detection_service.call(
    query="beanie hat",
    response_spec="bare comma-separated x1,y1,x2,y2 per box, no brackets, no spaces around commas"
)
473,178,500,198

-- -- --

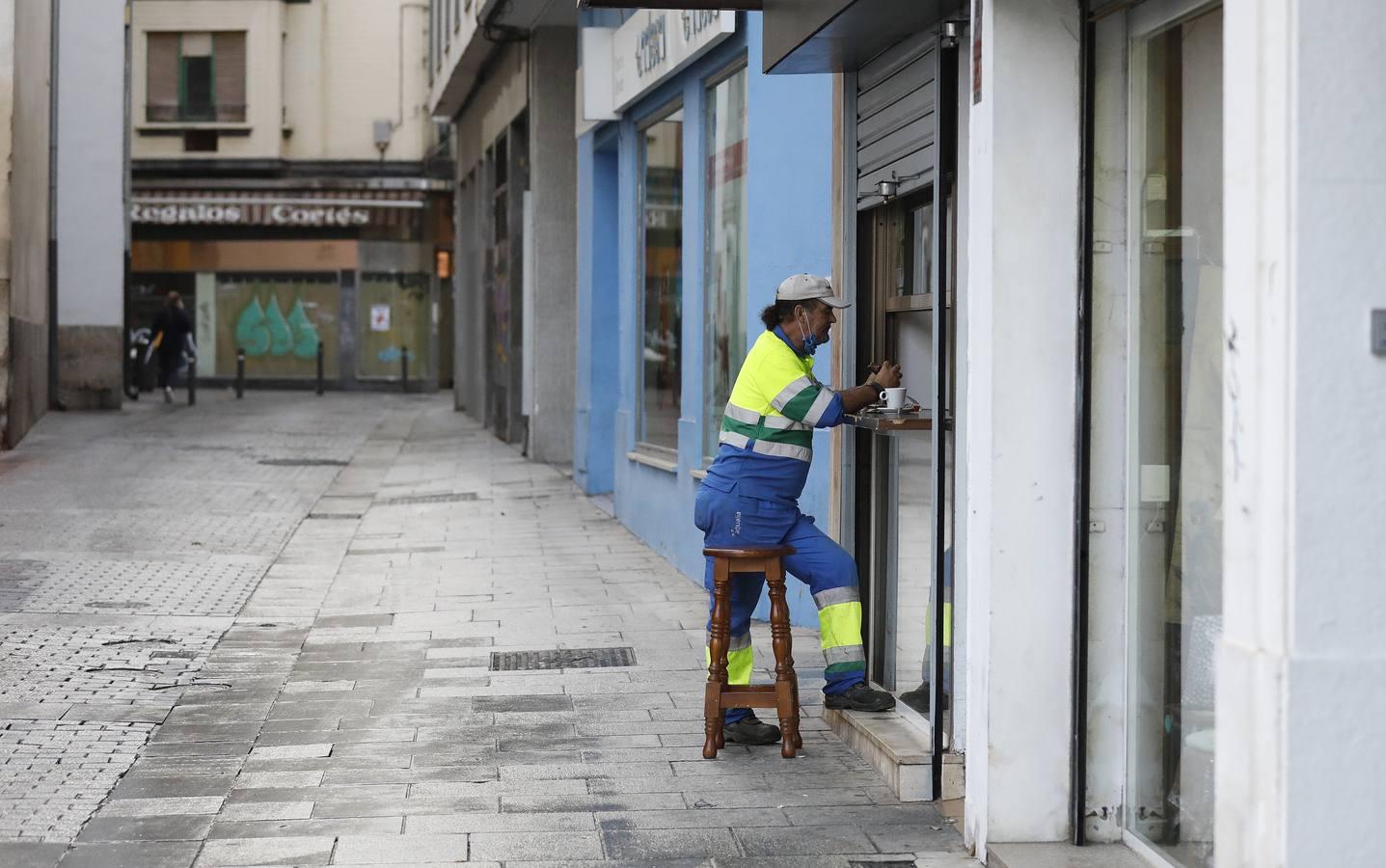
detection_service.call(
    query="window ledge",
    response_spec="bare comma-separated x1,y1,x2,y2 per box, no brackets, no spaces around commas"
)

-- -- --

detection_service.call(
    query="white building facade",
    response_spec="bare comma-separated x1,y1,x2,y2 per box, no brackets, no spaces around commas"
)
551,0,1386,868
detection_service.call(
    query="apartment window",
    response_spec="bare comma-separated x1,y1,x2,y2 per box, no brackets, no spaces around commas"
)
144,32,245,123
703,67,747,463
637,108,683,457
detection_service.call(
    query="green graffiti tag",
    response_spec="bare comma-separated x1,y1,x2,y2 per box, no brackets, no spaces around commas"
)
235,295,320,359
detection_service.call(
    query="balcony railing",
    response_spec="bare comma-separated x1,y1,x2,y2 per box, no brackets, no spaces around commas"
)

-- -- --

Goal ▸ How many of the lines above contain the string "window"? Reply with only the number.

Answer for the task ▸ 2